Reproduce the rows below verbatim, from the row containing "locate fingers of" through the last row, both included.
___ Data supplied ___
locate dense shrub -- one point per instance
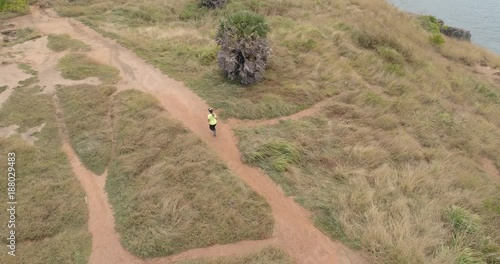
(244, 49)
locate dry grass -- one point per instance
(384, 164)
(265, 256)
(86, 114)
(169, 193)
(384, 181)
(51, 213)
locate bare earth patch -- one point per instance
(10, 76)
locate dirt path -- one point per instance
(294, 229)
(254, 123)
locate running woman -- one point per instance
(212, 121)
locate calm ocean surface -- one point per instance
(481, 17)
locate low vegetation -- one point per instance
(51, 219)
(265, 256)
(88, 121)
(404, 185)
(391, 167)
(169, 193)
(314, 56)
(77, 66)
(213, 3)
(62, 42)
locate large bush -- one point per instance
(244, 49)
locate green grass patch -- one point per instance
(365, 184)
(166, 199)
(62, 42)
(79, 67)
(277, 155)
(265, 256)
(86, 114)
(51, 219)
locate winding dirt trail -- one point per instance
(295, 231)
(255, 123)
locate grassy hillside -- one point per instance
(394, 166)
(169, 193)
(51, 219)
(320, 49)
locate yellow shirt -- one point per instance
(212, 119)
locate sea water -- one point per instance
(481, 17)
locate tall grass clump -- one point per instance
(52, 223)
(278, 155)
(244, 49)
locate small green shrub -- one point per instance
(437, 39)
(430, 24)
(207, 55)
(192, 11)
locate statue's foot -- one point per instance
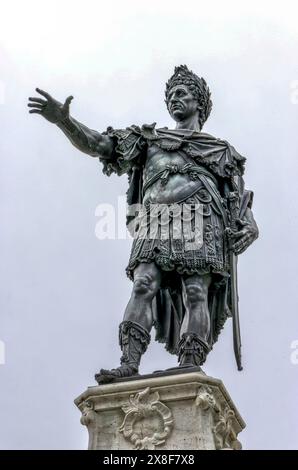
(106, 376)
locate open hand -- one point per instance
(49, 108)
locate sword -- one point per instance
(234, 214)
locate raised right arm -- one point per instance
(87, 140)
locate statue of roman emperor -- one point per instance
(186, 291)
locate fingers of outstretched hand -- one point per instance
(67, 102)
(37, 100)
(35, 105)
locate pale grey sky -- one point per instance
(62, 291)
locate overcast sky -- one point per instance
(63, 291)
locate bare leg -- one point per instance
(195, 329)
(134, 331)
(147, 277)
___
Response below
locate fingers of outstretched hand -- one point per instance
(67, 102)
(37, 100)
(35, 105)
locate pale grey sky -- one point per instance
(62, 291)
locate overcast sky -- one point per instance
(63, 291)
locate bare leg -- one point per instance
(195, 329)
(134, 331)
(147, 277)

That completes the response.